───── Document text

Boston Marathon

6 questions with 2014 Boston Marathon winner Meb Keflezighi

"I remember getting a phone call from President Barack Obama the next day, and I said, ‘I guess this is a big deal.’"

Meb Keflezighi 2014 Boston Marathon
Meb Keflezighi celebrates as he crosses the finish line to become the first American man to win Boston since 1983. Charles Krupa

Meb Keflezighi’s journey just to reach the starting line of his first marathon was a distance that spanned multiple continents, and years of uncertainty.

Born in Eritrea, he arrived in the United States (via Italy) in 1987 with the rest of his family as refugees from civil war. But Keflezighi and his nine siblings acclimated quickly to their new home in San Diego. By 1998, Keflezighi became a naturalized U.S. citizen, eventually running in the Olympics for Team USA.

Bostonians known him for his dramatic marathon win in 2014, a year after the tragedy of the bombings near the finish line. Keflezighi was the first American man to win in Boston for 31 years, and is the only runner to have victories in Boston and New York as well as win an Olympic medal.


In 2019, he’s back as the grand marshall for the 123rd Boston Marathon, having retired from elite level marathon competition in 2017. In March, Keflezighi published his third book, “26 Marathons: What I Learned About Faith, Identity, Running, and Life from My Marathon Career.”

He recently answered a few questions for about his journey, his 2014 win, and some advice for first time runners.

This interview has been lightly edited and condensed for length and clarity.

What advice do you have for first-time marathoners heading into Boston this year?

MK: Marathons take a lot of patience. And Boston is especially a test of patience. We all make mistakes, but at the same time, if you can heed someone else’s advice, my advice would be enjoy the run but make your last two or three miles your fastest. If you can make it that fast, especially in Boston, you’re going to have a major time. But most people, including myself, have made the mistake of going too early.

And as a person doing a first marathon, remember that you have a watch. Keep an eye on your watch. Go slower than your race pace, at least 10-15 seconds per mile for the first 10 miles. You’ll be OK. You’d rather make that up over the second half of the marathon, because the second half of Boston is much harder.


In the book you describe the scene before the 2014 Boston Marathon when you were waiting to go. You noted how relaxed you were. Why exactly was that?

──────────
───── Listing

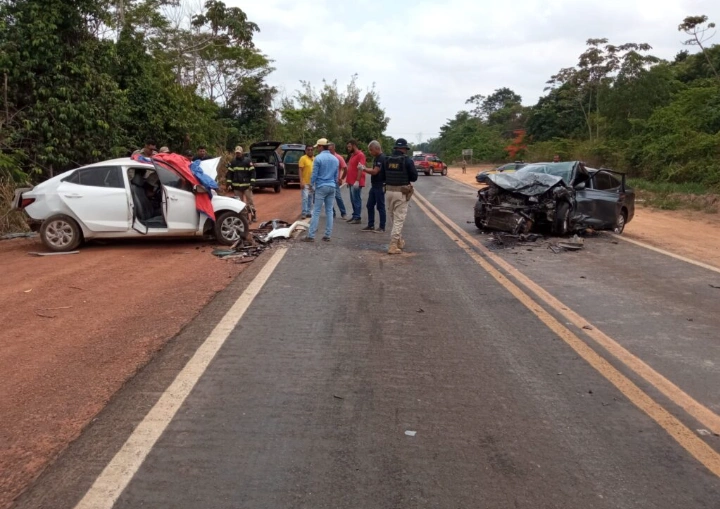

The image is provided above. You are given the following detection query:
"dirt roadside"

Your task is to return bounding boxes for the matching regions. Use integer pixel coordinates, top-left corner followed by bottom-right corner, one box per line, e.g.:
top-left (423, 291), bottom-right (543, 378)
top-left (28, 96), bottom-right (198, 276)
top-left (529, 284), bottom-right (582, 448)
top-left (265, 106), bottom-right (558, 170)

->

──────────
───── Listing

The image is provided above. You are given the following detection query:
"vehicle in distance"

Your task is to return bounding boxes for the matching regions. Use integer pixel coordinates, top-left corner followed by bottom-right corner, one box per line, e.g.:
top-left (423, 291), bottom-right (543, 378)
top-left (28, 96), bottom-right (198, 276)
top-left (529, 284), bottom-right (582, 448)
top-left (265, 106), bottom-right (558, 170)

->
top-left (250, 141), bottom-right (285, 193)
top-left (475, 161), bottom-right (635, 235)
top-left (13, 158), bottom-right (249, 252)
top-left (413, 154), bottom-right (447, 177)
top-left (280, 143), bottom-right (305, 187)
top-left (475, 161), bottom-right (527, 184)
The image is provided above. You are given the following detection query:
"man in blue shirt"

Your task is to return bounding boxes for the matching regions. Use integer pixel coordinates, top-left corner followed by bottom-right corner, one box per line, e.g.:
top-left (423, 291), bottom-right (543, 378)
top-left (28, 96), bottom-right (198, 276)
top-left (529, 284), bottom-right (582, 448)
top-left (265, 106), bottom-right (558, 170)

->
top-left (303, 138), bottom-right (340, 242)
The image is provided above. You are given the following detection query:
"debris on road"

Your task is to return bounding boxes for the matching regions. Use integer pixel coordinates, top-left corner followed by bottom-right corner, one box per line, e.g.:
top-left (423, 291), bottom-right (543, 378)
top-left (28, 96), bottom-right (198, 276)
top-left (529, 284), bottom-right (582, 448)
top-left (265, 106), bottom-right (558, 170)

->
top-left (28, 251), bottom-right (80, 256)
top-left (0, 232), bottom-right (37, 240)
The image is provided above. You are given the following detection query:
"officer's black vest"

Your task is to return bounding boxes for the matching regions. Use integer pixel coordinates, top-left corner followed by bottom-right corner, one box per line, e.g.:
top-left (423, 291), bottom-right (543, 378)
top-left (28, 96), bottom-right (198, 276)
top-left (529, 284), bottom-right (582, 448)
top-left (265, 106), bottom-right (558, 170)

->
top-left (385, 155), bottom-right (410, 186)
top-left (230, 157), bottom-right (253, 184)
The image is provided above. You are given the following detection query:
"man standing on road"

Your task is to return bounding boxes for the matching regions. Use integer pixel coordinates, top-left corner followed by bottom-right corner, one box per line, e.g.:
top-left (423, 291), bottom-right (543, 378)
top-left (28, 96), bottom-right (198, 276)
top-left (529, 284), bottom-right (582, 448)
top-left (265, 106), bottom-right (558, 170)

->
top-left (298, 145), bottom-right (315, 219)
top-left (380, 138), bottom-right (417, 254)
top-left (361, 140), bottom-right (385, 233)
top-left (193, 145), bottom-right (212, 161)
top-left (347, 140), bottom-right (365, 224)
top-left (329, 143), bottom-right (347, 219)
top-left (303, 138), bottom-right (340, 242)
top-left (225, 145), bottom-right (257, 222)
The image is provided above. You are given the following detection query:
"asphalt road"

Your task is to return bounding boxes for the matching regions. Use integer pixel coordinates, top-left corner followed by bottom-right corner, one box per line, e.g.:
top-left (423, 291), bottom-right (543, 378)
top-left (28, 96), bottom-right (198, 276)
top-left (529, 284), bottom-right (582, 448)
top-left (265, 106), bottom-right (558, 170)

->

──────────

Answer from the Boston Marathon interview:
1. In what year did Keflezighi become a naturalized U.S. citizen?
2. Which Boston Marathon, by number, is he grand marshal for in 2019?
3. For the first 10 miles, how much slower than race pace does he tell first-time marathoners to run?
Rely only on the Boston Marathon interview, not the records.

1. 1998
2. The 123rd
3. At least 10-15 seconds per mile